Pointing dataset records:
— BEGIN —

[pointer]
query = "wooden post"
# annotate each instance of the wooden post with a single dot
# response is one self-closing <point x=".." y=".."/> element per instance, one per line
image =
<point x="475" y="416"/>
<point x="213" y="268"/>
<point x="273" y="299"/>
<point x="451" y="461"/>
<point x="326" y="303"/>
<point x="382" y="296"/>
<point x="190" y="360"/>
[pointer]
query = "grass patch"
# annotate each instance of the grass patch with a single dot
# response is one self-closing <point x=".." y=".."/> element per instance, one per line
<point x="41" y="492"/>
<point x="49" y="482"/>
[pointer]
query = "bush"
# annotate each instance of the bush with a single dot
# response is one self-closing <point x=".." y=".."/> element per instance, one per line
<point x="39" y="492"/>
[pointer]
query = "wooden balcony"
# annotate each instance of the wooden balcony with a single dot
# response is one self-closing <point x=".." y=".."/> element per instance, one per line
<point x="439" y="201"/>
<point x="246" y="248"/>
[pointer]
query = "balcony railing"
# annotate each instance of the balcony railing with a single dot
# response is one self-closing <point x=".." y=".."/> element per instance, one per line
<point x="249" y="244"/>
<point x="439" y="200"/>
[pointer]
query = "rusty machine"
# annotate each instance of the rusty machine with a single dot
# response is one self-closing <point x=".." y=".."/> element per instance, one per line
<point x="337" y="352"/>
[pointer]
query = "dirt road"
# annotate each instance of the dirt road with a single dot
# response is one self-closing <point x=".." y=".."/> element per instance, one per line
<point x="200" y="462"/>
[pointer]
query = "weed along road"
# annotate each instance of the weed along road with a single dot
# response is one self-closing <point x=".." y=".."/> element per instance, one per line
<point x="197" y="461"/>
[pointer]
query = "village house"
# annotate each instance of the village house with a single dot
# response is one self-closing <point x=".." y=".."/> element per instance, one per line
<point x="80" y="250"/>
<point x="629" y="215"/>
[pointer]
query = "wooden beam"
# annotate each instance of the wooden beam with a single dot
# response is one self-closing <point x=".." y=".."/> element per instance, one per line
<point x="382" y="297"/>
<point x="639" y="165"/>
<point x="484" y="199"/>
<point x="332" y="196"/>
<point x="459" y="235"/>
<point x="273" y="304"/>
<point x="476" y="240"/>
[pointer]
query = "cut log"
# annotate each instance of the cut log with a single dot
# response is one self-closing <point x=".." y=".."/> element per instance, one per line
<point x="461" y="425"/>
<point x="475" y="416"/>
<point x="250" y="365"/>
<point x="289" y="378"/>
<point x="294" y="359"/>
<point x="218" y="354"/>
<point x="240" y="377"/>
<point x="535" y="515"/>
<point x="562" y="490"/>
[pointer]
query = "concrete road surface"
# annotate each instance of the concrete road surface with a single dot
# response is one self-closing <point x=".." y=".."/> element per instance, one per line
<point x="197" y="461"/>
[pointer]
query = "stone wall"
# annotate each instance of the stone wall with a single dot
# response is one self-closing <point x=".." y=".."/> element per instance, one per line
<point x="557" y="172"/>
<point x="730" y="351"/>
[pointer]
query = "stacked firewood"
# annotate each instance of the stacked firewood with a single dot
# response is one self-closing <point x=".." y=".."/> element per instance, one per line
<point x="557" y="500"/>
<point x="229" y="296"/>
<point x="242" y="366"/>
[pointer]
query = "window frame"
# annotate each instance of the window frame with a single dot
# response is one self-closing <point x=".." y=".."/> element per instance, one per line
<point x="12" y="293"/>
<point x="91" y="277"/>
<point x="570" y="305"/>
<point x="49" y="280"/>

— END —

- Challenge
Every entry must be output again, exactly as written above.

- In response
[pointer]
query = "wooden post"
# annotate each instance of the wooden post with a single dot
# response is one self-closing <point x=".." y=".."/> element per instance, one per line
image =
<point x="475" y="416"/>
<point x="213" y="268"/>
<point x="273" y="299"/>
<point x="451" y="461"/>
<point x="326" y="303"/>
<point x="382" y="296"/>
<point x="190" y="360"/>
[pointer]
query = "grass patch"
# annotate each instance of the grass patch with a single dot
# response is one self-closing <point x=".." y=".."/> element per instance, one per line
<point x="41" y="492"/>
<point x="49" y="482"/>
[pointer]
query = "bush"
# annotate each instance of the bush with a single dot
# response is one self-closing <point x=".." y=".."/> element per instance, one per line
<point x="39" y="492"/>
[pointer]
query = "wooden balcony"
# annotate each instance of the wooden balcony with a single dot
# response is one self-closing <point x=".." y=".."/> element per instance, one per line
<point x="439" y="201"/>
<point x="246" y="248"/>
[pointer]
query = "balcony railing"
# annotate each instance of the balcony railing with a single dot
# response is one self-closing <point x=".." y=".."/> element per instance, one per line
<point x="249" y="244"/>
<point x="439" y="200"/>
[pointer]
query = "rusty machine"
# annotate each instance of the rusty machine with a single dot
# response is one self-closing <point x=".." y=".."/> element per instance, one per line
<point x="337" y="352"/>
[pointer]
query = "dirt road"
# annotate each instance of the dirt road with a single dot
# response is one self-closing <point x=".." y=".."/> element per instance, one per line
<point x="200" y="462"/>
[pointer]
query = "weed along road"
# annotate each instance of the weed along road with a single dot
# response is one self-closing <point x=".." y=".."/> element per instance, one per line
<point x="197" y="461"/>
[pointer]
query = "village house"
# annotate each instance of the village house with a single dot
# response is one self-closing <point x=".." y=".."/> element per instance, one per line
<point x="80" y="250"/>
<point x="629" y="215"/>
[pointer]
query = "wooden beam"
# annotate each instance of the wooden beam with a single dot
# response is one self-closing <point x=".." y=".."/> element per instance, one per line
<point x="382" y="297"/>
<point x="639" y="165"/>
<point x="484" y="199"/>
<point x="332" y="196"/>
<point x="459" y="235"/>
<point x="273" y="304"/>
<point x="476" y="240"/>
[pointer]
query = "cut log"
# annotate each instance of the cut log with a single dot
# response is one self-closing <point x=".." y=".."/> element per instance, one per line
<point x="461" y="425"/>
<point x="475" y="416"/>
<point x="250" y="365"/>
<point x="289" y="378"/>
<point x="294" y="359"/>
<point x="218" y="354"/>
<point x="240" y="377"/>
<point x="535" y="515"/>
<point x="562" y="490"/>
[pointer]
query = "concrete road surface"
# annotate each instance of the concrete road surface with a single dot
# response is one self-closing <point x=".." y=".."/> element per instance, one per line
<point x="197" y="461"/>
[pointer]
query = "stone wall"
# annotate each instance of the stone wall with a single dot
# response is one self-closing <point x=".." y=".."/> element per instance, one per line
<point x="557" y="172"/>
<point x="730" y="351"/>
[pointer]
query = "stacked firewood"
# annotate each instance of the stacked firewood with a single dot
# response is one self-closing <point x=".." y=".."/> element per instance, one per line
<point x="557" y="500"/>
<point x="229" y="296"/>
<point x="242" y="366"/>
[pointer]
query = "window frame"
# annotate each instance of the window frame with a single dot
# response is one self-closing <point x=".." y=".."/> element per instance, one per line
<point x="12" y="293"/>
<point x="91" y="277"/>
<point x="570" y="305"/>
<point x="49" y="280"/>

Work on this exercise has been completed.